═══ EXTRACTED DATA
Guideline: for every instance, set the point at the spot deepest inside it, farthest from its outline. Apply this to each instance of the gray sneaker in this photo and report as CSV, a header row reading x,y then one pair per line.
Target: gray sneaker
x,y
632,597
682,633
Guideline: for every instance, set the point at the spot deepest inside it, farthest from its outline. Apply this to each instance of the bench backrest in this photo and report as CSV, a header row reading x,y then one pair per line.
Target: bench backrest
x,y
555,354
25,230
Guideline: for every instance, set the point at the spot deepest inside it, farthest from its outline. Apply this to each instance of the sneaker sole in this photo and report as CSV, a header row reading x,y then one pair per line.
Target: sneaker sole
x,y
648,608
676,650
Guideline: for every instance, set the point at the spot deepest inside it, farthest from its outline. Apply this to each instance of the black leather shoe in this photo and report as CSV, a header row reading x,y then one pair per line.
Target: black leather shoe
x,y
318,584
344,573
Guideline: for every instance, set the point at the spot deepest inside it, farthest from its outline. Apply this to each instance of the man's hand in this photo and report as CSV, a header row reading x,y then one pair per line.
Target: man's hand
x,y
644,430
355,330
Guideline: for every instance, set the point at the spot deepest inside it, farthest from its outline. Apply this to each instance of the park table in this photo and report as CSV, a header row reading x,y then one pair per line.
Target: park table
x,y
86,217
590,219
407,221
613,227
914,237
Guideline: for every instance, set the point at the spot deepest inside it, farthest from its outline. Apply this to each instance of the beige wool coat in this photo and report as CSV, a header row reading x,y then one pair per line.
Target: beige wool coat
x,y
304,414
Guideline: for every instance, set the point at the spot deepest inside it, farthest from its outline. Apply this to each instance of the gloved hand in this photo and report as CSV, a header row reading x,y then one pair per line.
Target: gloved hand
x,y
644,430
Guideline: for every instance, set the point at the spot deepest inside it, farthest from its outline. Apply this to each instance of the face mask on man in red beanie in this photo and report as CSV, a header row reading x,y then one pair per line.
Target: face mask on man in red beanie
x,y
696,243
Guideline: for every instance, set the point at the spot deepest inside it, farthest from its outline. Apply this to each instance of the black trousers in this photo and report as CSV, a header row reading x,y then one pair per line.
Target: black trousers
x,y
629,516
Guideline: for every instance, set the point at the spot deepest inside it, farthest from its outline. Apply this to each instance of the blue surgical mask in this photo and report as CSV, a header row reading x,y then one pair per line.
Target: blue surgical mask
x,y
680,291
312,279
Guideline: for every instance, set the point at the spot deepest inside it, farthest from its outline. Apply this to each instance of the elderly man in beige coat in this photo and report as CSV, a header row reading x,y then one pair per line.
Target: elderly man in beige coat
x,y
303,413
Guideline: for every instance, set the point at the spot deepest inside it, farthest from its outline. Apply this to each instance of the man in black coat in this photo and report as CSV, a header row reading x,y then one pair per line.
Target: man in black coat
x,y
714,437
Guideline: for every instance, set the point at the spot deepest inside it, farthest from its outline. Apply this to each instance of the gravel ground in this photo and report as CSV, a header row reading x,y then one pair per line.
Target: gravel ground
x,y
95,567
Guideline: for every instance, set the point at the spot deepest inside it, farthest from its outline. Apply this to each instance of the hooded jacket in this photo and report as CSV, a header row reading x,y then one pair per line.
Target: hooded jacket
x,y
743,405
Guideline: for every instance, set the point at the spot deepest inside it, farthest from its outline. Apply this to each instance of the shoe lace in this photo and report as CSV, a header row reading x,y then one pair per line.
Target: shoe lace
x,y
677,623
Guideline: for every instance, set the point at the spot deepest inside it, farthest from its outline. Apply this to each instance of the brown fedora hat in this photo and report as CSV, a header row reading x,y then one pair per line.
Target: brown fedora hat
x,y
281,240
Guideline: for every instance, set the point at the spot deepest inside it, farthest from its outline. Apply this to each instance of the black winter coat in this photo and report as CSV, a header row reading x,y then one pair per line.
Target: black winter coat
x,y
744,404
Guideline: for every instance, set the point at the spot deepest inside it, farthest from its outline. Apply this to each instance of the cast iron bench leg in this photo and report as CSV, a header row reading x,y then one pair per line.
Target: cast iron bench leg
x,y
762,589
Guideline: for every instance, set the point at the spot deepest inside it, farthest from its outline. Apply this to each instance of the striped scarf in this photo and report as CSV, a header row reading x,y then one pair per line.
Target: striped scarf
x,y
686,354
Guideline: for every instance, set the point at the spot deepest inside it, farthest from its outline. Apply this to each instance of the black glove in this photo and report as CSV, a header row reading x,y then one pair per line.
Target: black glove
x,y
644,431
══════
REQUIREMENTS:
Hand back the material above in full, exactly as written.

RESULT:
Guideline: for every instance, set the point at the spot deepest inside it, farthest from its outline. Apply this to each instance of the gray sneaker in this photo and report as CSV, a header row reading x,y then one pair per line.
Target: gray sneaker
x,y
632,597
682,633
Guideline: for every instance, set the point at the spot deepest inside it, farthest from its outline. Apply this to each instance of the bench backrest in this photo and report as CSV, a header row reading x,y then one pair per line.
Target: bench backrest
x,y
555,354
25,230
Guideline: for every instance, set the point at the spot deepest inside it, farthest from its outline. Apply this to each instance of the sneaker sole in this photo and report as CSV, a header row reading x,y then one pair per line.
Target: sneaker sole
x,y
648,608
676,650
Guideline: for every instance, set the point at the spot deepest inside it, farthest from its outline. Apply this to each instance of the black leather shoe in this photo and report as CSV, a header row reading x,y then one pair per line.
Target: black leather shoe
x,y
318,584
344,573
Guideline: for every instance, set the point at the spot deepest inside it, farthest from its outline. Apply this to each instance of the man's hand in this photo and report as CSV, a header row reading x,y then one pair per line.
Target: man's hand
x,y
644,430
355,330
Guideline: for every instance, set the point at the spot deepest inside it, farthest from its outline. Apply this to each instance of the park table in this photo and report as CSV, a header row reading x,y then one pair per line.
Target: park table
x,y
86,217
590,219
407,221
613,227
914,237
Guideline: for every instance, set the point at the spot deepest inside it, farthest from its outline. Apply this to each instance of the beige wool coat in this photo and report as CSV, a header row reading x,y then one pair per line.
Target: beige wool coat
x,y
304,414
Guideline: for every instance, set the point at the spot deepest inside it, farthest from its outline. Apply this to each instance of the gloved hand in this photo and report as CSV, a header row reading x,y then one pair per line.
Target: gloved hand
x,y
644,430
Guideline: for every instance, set the point at the spot deepest inside it, farthest from its outline. Apply this to each instance of the face mask on man in red beanie in this photo and report as CSV, a header row reading x,y then one pair per line.
Target: face mask on man in red beanie
x,y
696,243
Guideline: for every instance, set the point at the spot deepest inside it, farthest from its outline. Apply this to each instance of the black trousers in this photo and report as CSV, a header row reading x,y then one pair per line.
Target: black trousers
x,y
629,516
Guideline: for every instance, set the point at the spot deepest inside it, farthest from its outline. Apply this to each instance of the blue surgical mask in this photo and report as CSV, a header row reading x,y then one pair per line.
Target: blue surgical mask
x,y
680,291
312,279
Guideline: for every instance, set the point at the spot deepest inside it, farthest from its outline. Apply this to each instance of the elderly man in beige coat in this photo and report as CSV, a header row reading x,y then one pair per line.
Target: elderly man in beige coat
x,y
303,413
Guideline: for every instance, set the point at the spot deepest inside it, farthest from its outline. Apply this to each instance of the man in black coat in this photo and report as CSV, a header row reading x,y then one pair per line.
Target: man in black coat
x,y
714,437
Guideline: for every instance, set the point at the spot deepest inside it, farthest from its outline. Apply this to each instance of the gravel ground in this photo and report as CSV, a header row reading x,y then one pair per line.
Target: gravel ground
x,y
95,567
Guideline: for every instance, set the point at the spot deepest inside it, farthest from its outline. Apply this to each instance of the hooded jacket in this photo and report as CSV, a header row reading x,y then one pair per line.
Target: hooded jacket
x,y
743,405
Guideline: for every instance, set the point at the spot deepest inside it, farthest from its outline. Apply this to each instance of the shoe lace in this photo and report as CSV, a header row reading x,y then one pair per line.
Target: shoe lace
x,y
677,623
Guideline: for every instance, set the point at the spot deepest inside it, farthest from its outline. Apply this to each instance of the brown fedora hat in this photo and report as CSV, a header row reading x,y then one pair per line.
Target: brown fedora hat
x,y
281,240
Guideline: for every instance, set the point at the spot deepest inside it, farthest from its outline. Apply this to each instance of the black winter coat in this photo and report as CSV, a header row reading x,y then one pair per line.
Target: black winter coat
x,y
744,404
Guideline: for every instance, set the point at the spot deepest inside it, farthest from its outline. Apply this to each instance of the cast iron bench leg in this photo and report as CSV, a header row reading x,y then one pair per line.
Target: cast iron bench leg
x,y
762,589
Guideline: for every instance, set the point at the spot deepest inside it, farthest from its outline. Apply this to each instance of the striped scarf in this photo and report as CSV, a header row reading x,y then one pair per line.
Target: striped scarf
x,y
686,354
Guideline: for every instance, set the point at the spot deepest inside it, farthest from its outline. Apply this to each instance of the black glove in this photo and report as CSV, a header row reading x,y then one pair per line.
Target: black glove
x,y
644,431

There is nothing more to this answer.